▶ [EXERCISE REQUIREMENTS]: Revise the entries below by changing every "put a point on" to "mark" and keeping everything else the same.

┌─ MATERIAL FOR THE TASK

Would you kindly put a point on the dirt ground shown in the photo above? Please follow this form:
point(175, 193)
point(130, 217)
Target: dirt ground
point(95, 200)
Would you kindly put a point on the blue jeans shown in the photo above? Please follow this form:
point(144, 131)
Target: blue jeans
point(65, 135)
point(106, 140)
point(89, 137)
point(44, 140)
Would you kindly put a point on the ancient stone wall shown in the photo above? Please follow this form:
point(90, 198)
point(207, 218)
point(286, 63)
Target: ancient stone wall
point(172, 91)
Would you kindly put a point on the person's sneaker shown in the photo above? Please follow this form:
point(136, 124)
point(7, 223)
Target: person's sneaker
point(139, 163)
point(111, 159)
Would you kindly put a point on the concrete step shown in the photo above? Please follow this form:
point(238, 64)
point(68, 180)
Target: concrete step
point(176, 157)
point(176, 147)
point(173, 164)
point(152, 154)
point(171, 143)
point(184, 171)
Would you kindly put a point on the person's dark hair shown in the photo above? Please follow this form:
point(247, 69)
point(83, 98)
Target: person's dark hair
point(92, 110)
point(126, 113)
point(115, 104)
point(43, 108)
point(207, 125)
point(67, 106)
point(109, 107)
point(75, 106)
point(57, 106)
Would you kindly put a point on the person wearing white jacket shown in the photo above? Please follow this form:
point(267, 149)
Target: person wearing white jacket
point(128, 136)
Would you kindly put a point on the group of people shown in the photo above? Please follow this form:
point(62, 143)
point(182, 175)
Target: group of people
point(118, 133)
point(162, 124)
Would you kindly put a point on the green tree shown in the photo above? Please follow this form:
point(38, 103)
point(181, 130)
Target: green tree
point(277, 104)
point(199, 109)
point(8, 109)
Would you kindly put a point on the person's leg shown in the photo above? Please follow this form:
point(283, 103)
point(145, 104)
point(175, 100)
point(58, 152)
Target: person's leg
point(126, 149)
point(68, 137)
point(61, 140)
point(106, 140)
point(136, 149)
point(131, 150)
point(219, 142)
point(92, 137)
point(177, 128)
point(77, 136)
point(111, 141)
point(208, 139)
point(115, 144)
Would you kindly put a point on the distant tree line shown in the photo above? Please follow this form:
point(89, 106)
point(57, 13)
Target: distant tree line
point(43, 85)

└─

▶ [TASK SOLUTION]:
Would you kindly mark the dirt ground shown in the photo above? Please follow this form:
point(175, 193)
point(130, 217)
Target: dirt ground
point(95, 200)
Would you kindly mark the blue jeans shown in the photo above? Please follow this form:
point(144, 131)
Target: blue jeans
point(65, 135)
point(106, 140)
point(89, 137)
point(44, 140)
Would you kindly mark the ancient stone wall shown in the photo above? Please follow this form:
point(90, 198)
point(207, 218)
point(286, 63)
Target: ancient stone wall
point(172, 91)
Would you kindly mark the person's sneaker shown in the photo above? Please follow this form:
point(136, 124)
point(7, 223)
Target: person's sneaker
point(139, 163)
point(111, 159)
Would you kindly mark the concrete step shown in the photo above? Please follow this form:
point(238, 64)
point(68, 180)
Target: concrete step
point(176, 157)
point(176, 147)
point(173, 164)
point(152, 154)
point(171, 143)
point(184, 171)
Would you kindly mark the person's dark hair shown in the photo above? Please follow this form:
point(247, 69)
point(83, 98)
Target: person's dark hair
point(92, 110)
point(126, 113)
point(115, 104)
point(43, 108)
point(207, 125)
point(67, 106)
point(109, 107)
point(75, 106)
point(57, 106)
Would you kindly mark the person wearing white jacket shown in the photo above? Please follow this form:
point(267, 149)
Target: person wearing white jacket
point(128, 136)
Would you kindly mark the group of people shown in the photo above? Please follow this form:
point(62, 143)
point(182, 175)
Target: group of people
point(118, 133)
point(162, 124)
Would you kindly mark the green tree shown in the photo above? Please follow this form:
point(38, 103)
point(181, 130)
Target: green tree
point(277, 104)
point(199, 109)
point(8, 109)
Would you kindly mark the person's leg shown in the photo above? Please follow this form:
point(283, 103)
point(145, 104)
point(175, 100)
point(58, 152)
Target: person's leg
point(126, 149)
point(68, 137)
point(61, 140)
point(106, 140)
point(136, 149)
point(131, 150)
point(219, 142)
point(92, 137)
point(177, 128)
point(77, 136)
point(111, 141)
point(208, 139)
point(115, 144)
Would you kindly mark the distant tree line shown in the photo above? Please follow this form:
point(89, 106)
point(57, 13)
Target: distant tree line
point(43, 85)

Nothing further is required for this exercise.